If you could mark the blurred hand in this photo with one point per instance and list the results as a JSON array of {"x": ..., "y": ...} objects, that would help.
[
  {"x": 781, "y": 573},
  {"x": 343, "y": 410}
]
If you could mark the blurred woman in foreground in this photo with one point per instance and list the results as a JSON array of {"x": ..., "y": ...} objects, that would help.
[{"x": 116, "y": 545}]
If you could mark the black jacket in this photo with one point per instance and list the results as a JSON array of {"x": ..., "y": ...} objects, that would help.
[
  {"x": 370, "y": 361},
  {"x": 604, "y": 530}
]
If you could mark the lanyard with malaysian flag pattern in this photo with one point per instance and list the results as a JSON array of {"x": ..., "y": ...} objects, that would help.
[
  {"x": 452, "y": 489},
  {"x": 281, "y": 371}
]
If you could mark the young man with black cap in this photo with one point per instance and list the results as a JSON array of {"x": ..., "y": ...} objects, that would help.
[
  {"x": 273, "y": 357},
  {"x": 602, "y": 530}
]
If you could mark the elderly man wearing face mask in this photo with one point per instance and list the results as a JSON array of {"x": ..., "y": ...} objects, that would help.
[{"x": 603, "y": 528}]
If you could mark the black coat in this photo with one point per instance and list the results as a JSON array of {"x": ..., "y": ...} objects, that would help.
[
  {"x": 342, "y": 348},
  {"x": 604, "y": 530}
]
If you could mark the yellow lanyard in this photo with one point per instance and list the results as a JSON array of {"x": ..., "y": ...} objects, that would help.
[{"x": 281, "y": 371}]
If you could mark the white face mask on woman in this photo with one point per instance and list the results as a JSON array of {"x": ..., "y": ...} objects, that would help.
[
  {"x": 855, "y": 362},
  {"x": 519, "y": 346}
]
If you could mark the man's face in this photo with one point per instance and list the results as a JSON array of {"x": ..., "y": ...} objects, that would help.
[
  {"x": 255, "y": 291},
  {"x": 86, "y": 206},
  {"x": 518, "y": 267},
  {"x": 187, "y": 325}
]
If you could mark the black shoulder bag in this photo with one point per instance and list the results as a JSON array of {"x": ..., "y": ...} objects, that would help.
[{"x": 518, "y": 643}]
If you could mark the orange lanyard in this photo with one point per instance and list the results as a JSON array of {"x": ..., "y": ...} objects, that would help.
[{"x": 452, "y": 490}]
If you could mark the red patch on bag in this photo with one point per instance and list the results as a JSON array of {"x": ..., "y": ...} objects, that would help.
◆ ◆ ◆
| Instructions for the task |
Take the line with "If you could mark the black shoulder" and every line after it in the data, and please reproduce them exactly, leaving out all other lines.

| Exercise response |
If you could mark the black shoulder bag in this photo with one point per instance and list the results as a JSON array of {"x": ..., "y": ...} objects, that would help.
[{"x": 518, "y": 643}]
If you could mark the orange lanyard in this photo with one point per instance and list the results as a JSON array of {"x": ..., "y": ...} objects, that would help.
[{"x": 452, "y": 490}]
If you could mark the red patch on bag in this photo with one point per instance and list the results as a JSON array of {"x": ..., "y": ...} objects, that would help.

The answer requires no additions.